-- INSTRUCTIONS --
A. Do these statements agree with the lines-of-code thread? For each, answer yes or no and quote the words that decide it. (i) The most common definition of physical SLOC counts comment lines. (ii) The C snippet with the for loop counts as two physical lines of code. (iii) One answer says every blank line should be counted, with no limit.
B. Could you carry on the lines-of-code thread from the point where it stops?

-- DOCUMENT EXTRACT --
..............................
Is there a standard way to count lines of code? [closed]
Asked Answered
G

22

17

I realize there's no definitely "right" answer to this question, but when people talk about lines of code, what do they mean? In C++ for example, do you count blank lines? Comments? Lines with just an open or close brace?

I know some people use lines of code as a productivity measure, and I'm wondering if there is a standard convention here. Also, I think there's a way to get various compilers to count lines of code - is there a standard convention there?

Gaekwar answered 9/12, 2008 at 16:33 Comment(2)
A miserable pile of characters. But enough code! Have at you!Cobia
The standard way to count LOC is to not count LOC.Triazine
H
25

No, there is no standard convention, and every tool that counts them will be slightly different.

This may make you ask, "Why then would I ever use LOC as a productivity measure?" and the answer is, because it doesn't really matter how you count a line of code, as long as you count them consistently you can get some idea of the general size of a project in relation to others.

Hermy answered 9/12, 2008 at 16:38 Comment(0)
M
16

Have a look at the Wikipedia Article, especially the "Measuring SLOC" section:

There are two major types of SLOC measures: physical SLOC and logical SLOC. Specific definitions of these two measures vary, but the most common definition of physical SLOC is a count of lines in the text of the program's source code including comment lines. Blank lines are also included unless the lines of code in a section consists of more than 25% blank lines. In this case blank lines in excess of 25% are not counted toward lines of code.

Logical SLOC measures attempt to measure the number of "statements", but their specific definitions are tied to specific computer languages (one simple logical SLOC measure for C-like programming languages is the number of statement-terminating semicolons). It is much easier to create tools that measure physical SLOC, and physical SLOC definitions are easier to explain. However, physical SLOC measures are sensitive to logically irrelevant formatting and style conventions, while logical SLOC is less sensitive to formatting and style conventions. Unfortunately, SLOC measures are often stated without giving their definition, and logical SLOC can often be significantly different from physical SLOC.

Consider this snippet of C code as an example of the ambiguity encountered when determining SLOC:

for (i=0; i<100; ++i) printf("hello");   /* How many lines of code is this? */

In this example we have:

  • 1 Physical Lines of Code LOC
  • 2 Logical Lines of Code lLOC (for statement and printf statement)
  • 1 Comment Line

[...]

Microscopy answered 9/12, 2008 at 16:40 Comment(0)
S
9

I'd say

  • comments count
  • blank lines count, because they're important for readability, but not more than one contiguously
  • lines with braces count too, but apply the same rule as for blank lines - i.e. 5 nested braces with no code between them counts as one line.

I'd also humbly suggest that any productivity measure which actually relies on a LoC value is bunk :)

Stertor answered 9/12, 2008 at 16:37 Comment(0)
W
5

Any day that I can end with fewer lines of code, but as much or more working functionality... is a good day. Being able to remove hundreds of lines of code and wind up with something that's just as functional, and more maintainable, is a wonderful thing.

That being said, unless you have very strict coding guidelines in your team, physical lines of code is a useless statistic. Logical lines of code is still useless, but as least it's not dangerously misleading.

Waac answered 9/12, 2008 at 20:54 Comment(0)
T
4

Whatever "wc -l" returns is my number.

Therefrom answered 9/12, 2008 at 16:36 Comment(0)
..............................
-- Collected data entries --
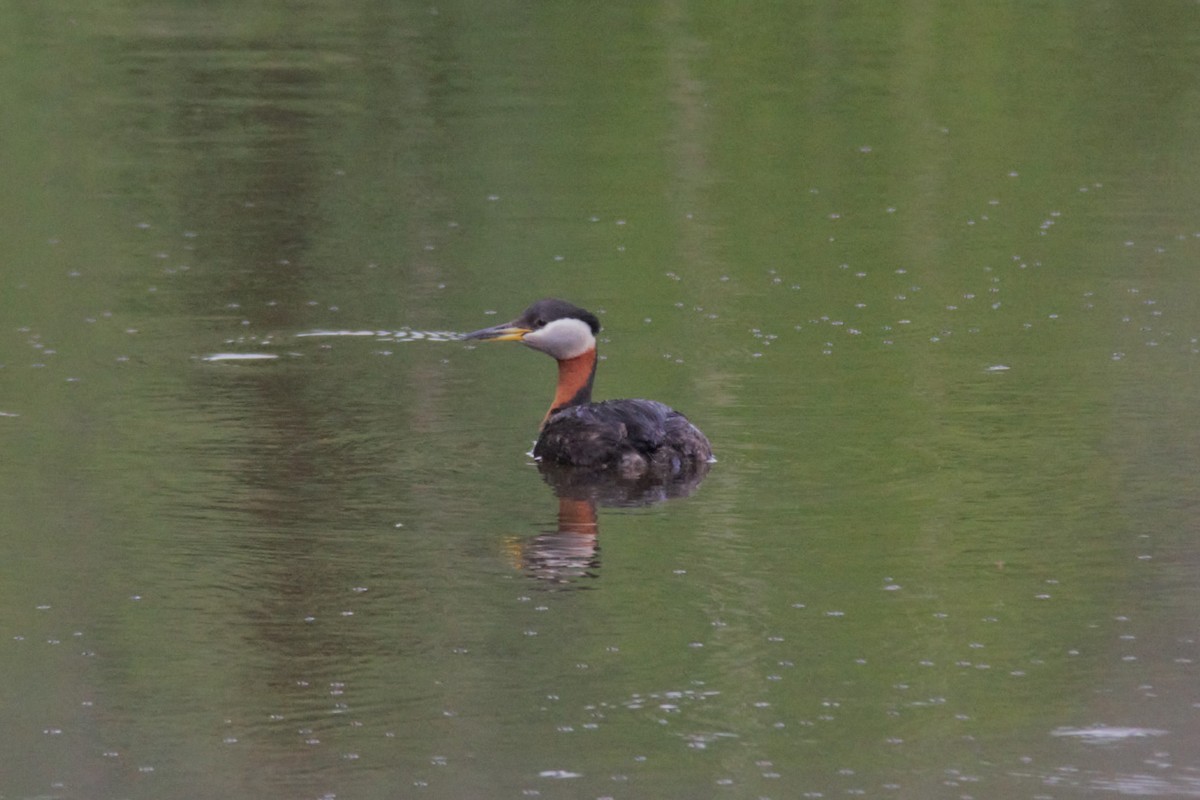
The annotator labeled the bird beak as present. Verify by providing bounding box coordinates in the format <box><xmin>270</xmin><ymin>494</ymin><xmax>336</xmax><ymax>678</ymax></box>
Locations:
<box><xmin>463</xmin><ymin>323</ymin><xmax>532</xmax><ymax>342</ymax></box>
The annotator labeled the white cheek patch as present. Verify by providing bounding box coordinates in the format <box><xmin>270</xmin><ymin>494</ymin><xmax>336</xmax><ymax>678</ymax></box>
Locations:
..............................
-- RESULTS FOR EACH TASK --
A.
(i) Yes: "the most common definition of physical SLOC is a count of lines in the text of the program's source code including comment lines."
(ii) No: "1 Physical Lines of Code LOC"
(iii) No: "blank lines count, because they're important for readability, but not more than one contiguously"

B.
L
3

If you use LOC as a measure of productivity, you will suddenly find your programmers writing much more verbosely to "game the system". It's a stupid measure, and only stupid people use it for anything more than bragging rights.

Laconic answered 9/12, 2008 at 16:33 Comment(4)
I particularly like the 25% allowance for blank lines in the Wikipedia defn quote elsewhere. A simple checkin hook will ensure that you always get paid for your full allowance of blank lines ;-)Corvette
Better to use it for planning and estimating than to use it as a basis for computing programmer pay.Justiciary
@onebyone - and if they count comments as "better" than blank lines, a checkin hook to change all your blank lines to empty comments!Laconic
Bragging is the whole point, imo. ;) Personally I would only use this to see how much I've written for personal interest, and thus "cheating the system" doesn't apply.Fielding
Z
3

1 line = 4 seconds of reading. If it takes more than that to figure out what I'm saying on that line, the line's too long.

Zo answered 9/12, 2008 at 19:19 Comment(0)
J
2

"Lines of code" should include anything you have to maintain. That includes comments, but excludes whitespace.

If you're using this as a productivity metric, make sure you're making reasonable comparisons. A line of C++ isn't the same as a line of Ruby.

Jdavie answered 9/12, 2008 at 16:42 Comment(3)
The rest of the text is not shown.